**WHAT YOU SHOULD DO**
Find every line in the records below that contains the word "tiled", and copy each such line.

**RECORDED DATA**
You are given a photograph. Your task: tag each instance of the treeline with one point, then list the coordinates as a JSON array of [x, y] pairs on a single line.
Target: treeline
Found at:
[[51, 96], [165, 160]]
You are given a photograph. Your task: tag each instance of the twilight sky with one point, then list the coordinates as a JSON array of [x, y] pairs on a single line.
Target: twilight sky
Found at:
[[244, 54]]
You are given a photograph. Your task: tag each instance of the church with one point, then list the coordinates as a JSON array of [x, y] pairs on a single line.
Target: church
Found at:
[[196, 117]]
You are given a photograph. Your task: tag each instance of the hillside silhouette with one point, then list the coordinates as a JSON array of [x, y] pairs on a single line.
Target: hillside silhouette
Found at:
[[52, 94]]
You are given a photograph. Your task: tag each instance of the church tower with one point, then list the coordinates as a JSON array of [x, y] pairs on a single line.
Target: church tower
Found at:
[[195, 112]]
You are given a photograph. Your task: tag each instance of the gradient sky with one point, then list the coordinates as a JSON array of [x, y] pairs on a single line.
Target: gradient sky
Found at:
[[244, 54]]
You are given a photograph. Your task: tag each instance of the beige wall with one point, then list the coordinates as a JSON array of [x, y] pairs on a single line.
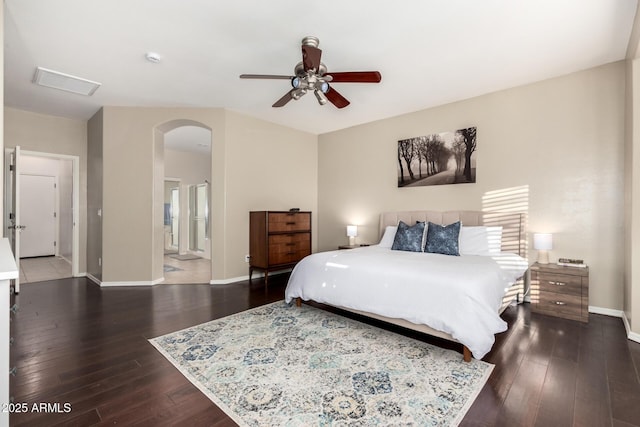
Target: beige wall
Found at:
[[94, 195], [269, 167], [132, 200], [57, 135], [632, 198], [254, 164], [563, 138]]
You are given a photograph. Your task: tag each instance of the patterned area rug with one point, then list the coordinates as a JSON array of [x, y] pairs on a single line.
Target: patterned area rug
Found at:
[[278, 365]]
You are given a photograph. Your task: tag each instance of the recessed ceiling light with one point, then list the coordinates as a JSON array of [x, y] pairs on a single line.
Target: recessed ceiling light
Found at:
[[152, 57], [66, 82]]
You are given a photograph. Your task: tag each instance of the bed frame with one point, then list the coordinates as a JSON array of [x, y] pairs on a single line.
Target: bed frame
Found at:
[[513, 240]]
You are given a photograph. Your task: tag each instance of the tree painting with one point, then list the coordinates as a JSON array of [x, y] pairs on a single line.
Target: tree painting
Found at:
[[439, 158]]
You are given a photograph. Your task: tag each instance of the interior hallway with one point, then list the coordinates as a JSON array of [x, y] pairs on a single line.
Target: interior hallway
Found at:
[[187, 271], [39, 269]]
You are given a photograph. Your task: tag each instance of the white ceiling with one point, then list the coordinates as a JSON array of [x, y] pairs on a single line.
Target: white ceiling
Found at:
[[430, 52]]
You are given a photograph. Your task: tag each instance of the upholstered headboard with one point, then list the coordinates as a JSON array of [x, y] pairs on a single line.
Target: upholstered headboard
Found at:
[[513, 224]]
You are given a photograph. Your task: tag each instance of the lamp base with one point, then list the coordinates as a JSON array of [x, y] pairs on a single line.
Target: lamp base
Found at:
[[543, 257]]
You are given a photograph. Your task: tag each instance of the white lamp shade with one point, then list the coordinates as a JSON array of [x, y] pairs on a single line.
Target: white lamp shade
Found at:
[[543, 241]]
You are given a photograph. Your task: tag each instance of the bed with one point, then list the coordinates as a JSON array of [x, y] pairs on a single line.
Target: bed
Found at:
[[416, 290]]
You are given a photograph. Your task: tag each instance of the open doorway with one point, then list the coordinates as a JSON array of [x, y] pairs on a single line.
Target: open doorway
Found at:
[[187, 170], [48, 199]]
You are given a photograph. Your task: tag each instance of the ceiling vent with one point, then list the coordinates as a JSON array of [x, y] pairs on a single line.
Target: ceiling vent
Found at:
[[69, 83]]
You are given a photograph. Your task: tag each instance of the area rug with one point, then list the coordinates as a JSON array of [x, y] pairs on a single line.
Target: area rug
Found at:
[[281, 365]]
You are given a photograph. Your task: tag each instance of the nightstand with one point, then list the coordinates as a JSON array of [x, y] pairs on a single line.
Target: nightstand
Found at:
[[352, 246], [560, 291]]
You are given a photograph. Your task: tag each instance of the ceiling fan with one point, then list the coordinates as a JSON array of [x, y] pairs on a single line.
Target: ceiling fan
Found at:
[[311, 75]]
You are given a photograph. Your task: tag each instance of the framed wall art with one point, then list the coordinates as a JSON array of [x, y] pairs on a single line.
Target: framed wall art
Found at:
[[438, 158]]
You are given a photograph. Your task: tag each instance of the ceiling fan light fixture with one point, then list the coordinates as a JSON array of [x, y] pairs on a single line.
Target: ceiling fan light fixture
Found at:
[[298, 93], [320, 96]]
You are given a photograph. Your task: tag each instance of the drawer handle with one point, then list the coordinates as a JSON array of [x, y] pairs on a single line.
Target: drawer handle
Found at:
[[557, 283]]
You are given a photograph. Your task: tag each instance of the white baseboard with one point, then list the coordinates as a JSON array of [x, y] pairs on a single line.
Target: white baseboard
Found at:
[[131, 284], [228, 281], [633, 336], [255, 275], [93, 278], [605, 311]]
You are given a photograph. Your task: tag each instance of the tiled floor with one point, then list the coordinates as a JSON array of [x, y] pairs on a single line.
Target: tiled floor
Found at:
[[190, 271], [52, 268], [44, 268]]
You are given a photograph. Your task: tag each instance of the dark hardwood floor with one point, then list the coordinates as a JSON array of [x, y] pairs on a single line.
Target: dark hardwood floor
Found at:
[[79, 344]]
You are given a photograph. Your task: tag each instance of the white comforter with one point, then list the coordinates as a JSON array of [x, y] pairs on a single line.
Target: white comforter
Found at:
[[459, 295]]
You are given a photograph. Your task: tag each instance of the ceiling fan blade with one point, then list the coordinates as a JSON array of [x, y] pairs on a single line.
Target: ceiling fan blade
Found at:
[[336, 99], [264, 76], [283, 101], [311, 57], [356, 77]]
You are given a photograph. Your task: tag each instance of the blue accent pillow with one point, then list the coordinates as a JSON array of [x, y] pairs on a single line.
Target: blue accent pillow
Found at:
[[443, 239], [408, 238]]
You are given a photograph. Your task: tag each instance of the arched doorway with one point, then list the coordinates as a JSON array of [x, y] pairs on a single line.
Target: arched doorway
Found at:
[[182, 182]]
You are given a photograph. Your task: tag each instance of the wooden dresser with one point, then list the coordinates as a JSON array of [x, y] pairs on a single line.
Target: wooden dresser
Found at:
[[560, 291], [278, 240]]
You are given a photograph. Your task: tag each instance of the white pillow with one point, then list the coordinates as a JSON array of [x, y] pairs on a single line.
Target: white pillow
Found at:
[[388, 236], [480, 240]]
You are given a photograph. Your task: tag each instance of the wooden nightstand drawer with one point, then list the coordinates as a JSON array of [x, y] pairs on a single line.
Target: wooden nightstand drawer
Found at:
[[560, 291], [561, 283], [287, 248], [562, 305], [289, 221], [278, 240]]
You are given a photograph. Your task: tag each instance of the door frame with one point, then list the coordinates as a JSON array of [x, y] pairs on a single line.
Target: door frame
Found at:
[[75, 171]]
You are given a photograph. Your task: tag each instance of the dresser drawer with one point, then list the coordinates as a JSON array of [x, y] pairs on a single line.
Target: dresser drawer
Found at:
[[557, 304], [560, 283], [289, 221], [289, 248]]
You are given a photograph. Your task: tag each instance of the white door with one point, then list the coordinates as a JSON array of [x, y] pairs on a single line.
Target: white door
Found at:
[[37, 201]]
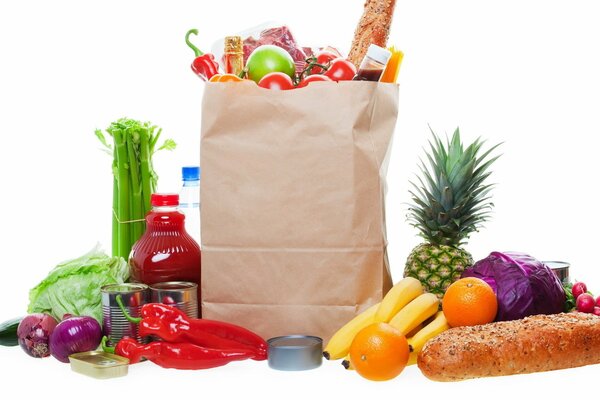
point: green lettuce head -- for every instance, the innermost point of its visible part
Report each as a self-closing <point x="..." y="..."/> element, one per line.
<point x="73" y="287"/>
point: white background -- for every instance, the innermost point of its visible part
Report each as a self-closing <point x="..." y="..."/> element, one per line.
<point x="520" y="72"/>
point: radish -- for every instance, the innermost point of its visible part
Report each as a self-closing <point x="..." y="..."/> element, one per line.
<point x="578" y="289"/>
<point x="585" y="303"/>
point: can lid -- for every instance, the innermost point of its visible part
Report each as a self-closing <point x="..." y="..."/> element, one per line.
<point x="190" y="173"/>
<point x="295" y="352"/>
<point x="378" y="54"/>
<point x="164" y="199"/>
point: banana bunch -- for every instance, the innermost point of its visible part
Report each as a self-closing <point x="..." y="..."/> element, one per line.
<point x="406" y="307"/>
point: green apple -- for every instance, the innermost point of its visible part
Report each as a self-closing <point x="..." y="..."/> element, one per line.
<point x="269" y="58"/>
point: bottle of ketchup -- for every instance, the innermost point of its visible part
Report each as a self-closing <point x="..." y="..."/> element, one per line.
<point x="165" y="252"/>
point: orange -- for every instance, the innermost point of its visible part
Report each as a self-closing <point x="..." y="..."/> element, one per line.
<point x="469" y="301"/>
<point x="379" y="352"/>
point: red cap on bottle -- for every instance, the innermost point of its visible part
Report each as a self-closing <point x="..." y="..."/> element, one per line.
<point x="164" y="200"/>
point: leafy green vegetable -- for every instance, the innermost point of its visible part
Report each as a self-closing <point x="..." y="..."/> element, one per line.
<point x="134" y="144"/>
<point x="73" y="287"/>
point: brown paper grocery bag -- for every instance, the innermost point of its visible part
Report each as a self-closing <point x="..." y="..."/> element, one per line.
<point x="293" y="216"/>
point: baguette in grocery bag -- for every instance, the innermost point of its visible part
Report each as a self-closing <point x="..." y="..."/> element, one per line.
<point x="293" y="215"/>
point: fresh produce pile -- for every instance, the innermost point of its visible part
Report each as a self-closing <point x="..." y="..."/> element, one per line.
<point x="275" y="61"/>
<point x="486" y="307"/>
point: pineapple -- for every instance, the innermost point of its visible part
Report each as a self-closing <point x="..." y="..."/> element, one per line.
<point x="451" y="202"/>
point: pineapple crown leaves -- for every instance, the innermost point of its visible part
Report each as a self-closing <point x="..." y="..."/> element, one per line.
<point x="452" y="199"/>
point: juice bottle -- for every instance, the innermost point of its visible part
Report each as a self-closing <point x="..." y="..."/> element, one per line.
<point x="372" y="66"/>
<point x="165" y="252"/>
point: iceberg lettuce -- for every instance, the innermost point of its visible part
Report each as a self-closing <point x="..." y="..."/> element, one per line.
<point x="73" y="287"/>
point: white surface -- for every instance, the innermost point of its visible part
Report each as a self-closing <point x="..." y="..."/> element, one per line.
<point x="524" y="73"/>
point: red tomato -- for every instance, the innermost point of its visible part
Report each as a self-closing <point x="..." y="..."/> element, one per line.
<point x="276" y="81"/>
<point x="312" y="78"/>
<point x="323" y="58"/>
<point x="341" y="70"/>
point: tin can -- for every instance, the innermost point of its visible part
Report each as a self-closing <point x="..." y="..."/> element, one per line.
<point x="114" y="323"/>
<point x="183" y="295"/>
<point x="560" y="268"/>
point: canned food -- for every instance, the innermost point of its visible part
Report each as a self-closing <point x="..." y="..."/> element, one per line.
<point x="114" y="323"/>
<point x="183" y="295"/>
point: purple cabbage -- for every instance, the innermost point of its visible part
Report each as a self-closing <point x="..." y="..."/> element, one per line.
<point x="523" y="285"/>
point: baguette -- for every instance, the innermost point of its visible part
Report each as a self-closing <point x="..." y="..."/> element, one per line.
<point x="373" y="27"/>
<point x="533" y="344"/>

**OUTPUT BELOW**
You are given a photograph. Your task: tag each instance of the tiled floor with one point, then list the coordinates as a JSON array of [x, y] pairs on a single line.
Target: tiled floor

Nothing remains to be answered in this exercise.